=== YOUR ASSIGNMENT ===
Once you have read the entries below, write them all out again exactly.

=== DATA SUPPLIED ===
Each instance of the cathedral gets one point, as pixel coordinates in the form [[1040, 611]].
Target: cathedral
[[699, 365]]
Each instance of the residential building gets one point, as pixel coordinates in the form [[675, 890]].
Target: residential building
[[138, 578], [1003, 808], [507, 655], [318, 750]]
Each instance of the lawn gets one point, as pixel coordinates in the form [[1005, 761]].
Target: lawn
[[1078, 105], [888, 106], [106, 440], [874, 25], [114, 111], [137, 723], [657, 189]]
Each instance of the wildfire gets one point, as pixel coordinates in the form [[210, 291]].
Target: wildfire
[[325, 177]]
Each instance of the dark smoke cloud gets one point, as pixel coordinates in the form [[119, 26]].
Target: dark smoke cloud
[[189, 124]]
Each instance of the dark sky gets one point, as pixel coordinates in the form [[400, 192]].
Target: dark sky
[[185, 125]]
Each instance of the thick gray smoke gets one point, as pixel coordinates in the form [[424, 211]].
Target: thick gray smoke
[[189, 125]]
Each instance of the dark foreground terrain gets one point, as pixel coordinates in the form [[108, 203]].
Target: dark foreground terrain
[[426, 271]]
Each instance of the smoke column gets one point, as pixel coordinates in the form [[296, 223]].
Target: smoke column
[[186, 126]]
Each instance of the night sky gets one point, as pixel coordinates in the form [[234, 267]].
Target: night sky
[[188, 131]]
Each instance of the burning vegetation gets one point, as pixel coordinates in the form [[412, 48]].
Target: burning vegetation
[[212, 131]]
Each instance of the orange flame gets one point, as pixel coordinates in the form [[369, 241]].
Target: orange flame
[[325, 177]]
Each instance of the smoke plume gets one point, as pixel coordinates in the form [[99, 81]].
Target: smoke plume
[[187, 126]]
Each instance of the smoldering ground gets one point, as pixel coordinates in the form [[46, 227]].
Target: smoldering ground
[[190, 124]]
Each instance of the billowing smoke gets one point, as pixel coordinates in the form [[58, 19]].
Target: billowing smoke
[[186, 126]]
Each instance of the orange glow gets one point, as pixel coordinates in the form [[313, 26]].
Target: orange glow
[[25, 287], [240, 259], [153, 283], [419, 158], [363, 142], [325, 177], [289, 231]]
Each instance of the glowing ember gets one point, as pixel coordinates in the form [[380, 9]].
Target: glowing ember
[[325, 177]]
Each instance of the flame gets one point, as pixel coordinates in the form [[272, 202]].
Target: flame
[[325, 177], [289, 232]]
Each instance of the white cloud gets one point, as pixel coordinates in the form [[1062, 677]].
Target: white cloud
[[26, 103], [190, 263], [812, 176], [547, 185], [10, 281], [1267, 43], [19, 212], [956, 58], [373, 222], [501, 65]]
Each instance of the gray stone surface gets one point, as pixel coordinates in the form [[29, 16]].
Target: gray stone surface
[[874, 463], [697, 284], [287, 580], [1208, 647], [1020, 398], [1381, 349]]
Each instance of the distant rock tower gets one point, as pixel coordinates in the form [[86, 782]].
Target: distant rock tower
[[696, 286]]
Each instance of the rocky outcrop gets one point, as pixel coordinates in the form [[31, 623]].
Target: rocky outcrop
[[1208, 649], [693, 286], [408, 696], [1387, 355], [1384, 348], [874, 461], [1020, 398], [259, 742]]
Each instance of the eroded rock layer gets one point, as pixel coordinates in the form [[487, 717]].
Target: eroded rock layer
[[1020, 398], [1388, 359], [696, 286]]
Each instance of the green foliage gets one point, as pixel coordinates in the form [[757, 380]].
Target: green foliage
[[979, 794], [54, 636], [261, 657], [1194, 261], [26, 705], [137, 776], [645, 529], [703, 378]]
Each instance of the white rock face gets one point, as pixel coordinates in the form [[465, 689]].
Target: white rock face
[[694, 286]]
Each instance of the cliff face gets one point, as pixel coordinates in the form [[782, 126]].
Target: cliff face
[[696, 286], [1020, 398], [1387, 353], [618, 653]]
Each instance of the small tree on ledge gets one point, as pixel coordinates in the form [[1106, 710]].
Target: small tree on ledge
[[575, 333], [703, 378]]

=== SOLUTION TO THIS TASK ===
Each instance of the cathedral gets one point, as pixel coordinates in the form [[1040, 611]].
Target: cathedral
[[699, 365]]
Each instance of the residential building gets one point, as pixel coordinates in the form [[675, 890]].
Target: residential building
[[138, 578], [1003, 808], [507, 655], [318, 750]]
Each instance of the lawn gets one point, as pixel coordinates in the form [[1005, 761]].
Target: lawn
[[1078, 105], [888, 106], [106, 440], [874, 25], [114, 111], [137, 723], [657, 189]]
Each instance of the wildfire gets one point, as pixel coordinates in the form [[210, 291]].
Target: wildfire
[[325, 177]]
Each instance of the dark smoke cloud gets one point, as pixel coordinates in the form [[119, 26]].
Target: dark smoke cloud
[[189, 124]]
Each instance of the dark sky gets one point, as pixel coordinates in the form [[400, 192]].
Target: dark sky
[[185, 125]]
Each instance of the thick gray smoke gets one point, as pixel coordinates in the form [[424, 211]].
Target: thick gray smoke
[[189, 125]]
Each instance of the dark foreground terrain gets one point, as pixel coordinates in the form [[108, 203]].
Target: dark foreground terrain
[[426, 271]]
Each instance of the smoke column gets one point, as pixel coordinates in the form [[296, 223]].
Target: smoke column
[[186, 126]]
Each instance of the night sky gets one point, as pixel coordinates in the form [[234, 267]].
Target: night sky
[[188, 131]]
Each instance of the burning vegetation gets one point, as pixel coordinates in the form [[412, 48]].
Target: burning vegetation
[[212, 131]]
Each instance of the orange flame gets one point, as pixel coordinates in the form [[369, 241]].
Target: orange flame
[[325, 177]]
Each instance of the smoke plume gets one point, as pixel coordinates in the form [[99, 81]].
Target: smoke plume
[[187, 126]]
Each instance of the smoldering ground gets one point, as pixel coordinates in the form [[46, 227]].
Target: smoldering ground
[[190, 124]]
Each instance of the billowing smoke gets one point, as pixel coordinates in the form [[58, 19]].
Target: billowing smoke
[[186, 126]]
Each instance of the orange glow gets one point, as pixel coordinates in the form [[313, 26]].
Target: orange glow
[[25, 287], [240, 259], [153, 283], [419, 158], [363, 142], [325, 177], [289, 231]]
Each instance of the glowing ember gets one point, as pixel coordinates in the form [[380, 9]].
Target: glowing ember
[[325, 177]]
Each instance of the flame gets one point, as pixel coordinates in the form [[272, 202]].
Target: flame
[[325, 177], [289, 232]]
Each instance of the white cloud gets one point, as pixel coordinates in the form [[1062, 677]].
Target: white cloud
[[26, 103], [190, 263], [812, 176], [547, 185], [10, 281], [1267, 43], [19, 212], [956, 58], [373, 222], [501, 65]]
Each instance of the gray stone surface gets one point, as pixel coordinates in the form [[29, 16]].
Target: gray stone surface
[[874, 463], [697, 284], [287, 580], [1208, 647], [1020, 398], [1381, 349]]
Each instance of the distant rock tower gets one point, as pixel coordinates in the form [[86, 782]].
Target: distant rock tower
[[696, 286]]
Each instance of the rocky outcrop gets one point, as pixel coordinates in the form [[31, 623]].
Target: rocky outcrop
[[1208, 649], [693, 286], [408, 696], [1387, 355], [1384, 348], [874, 461], [1020, 398], [259, 742]]
Each instance of the eroded rock layer gets one point, as pixel coordinates in the form [[487, 717]].
Target: eroded rock layer
[[1020, 398], [1388, 359], [696, 286]]
Each instance of the green foliage gets one point, as pixel coordinates in the form [[757, 380]].
Target: green foliage
[[979, 794], [54, 636], [261, 657], [1194, 261], [26, 705], [137, 776], [645, 529], [703, 378]]
Each instance of the white rock face gets one point, as pixel coordinates in the form [[465, 689]].
Target: white rock face
[[694, 286]]
Each instance of the cliff face gets one point, as pixel coordinates in the form [[782, 126]].
Target: cliff face
[[696, 286], [1020, 398], [1387, 353], [618, 653]]
Each instance of the small tree on ledge gets one point, as pixel coordinates in the form [[1106, 710]].
Target: small tree on ledge
[[575, 333], [703, 378]]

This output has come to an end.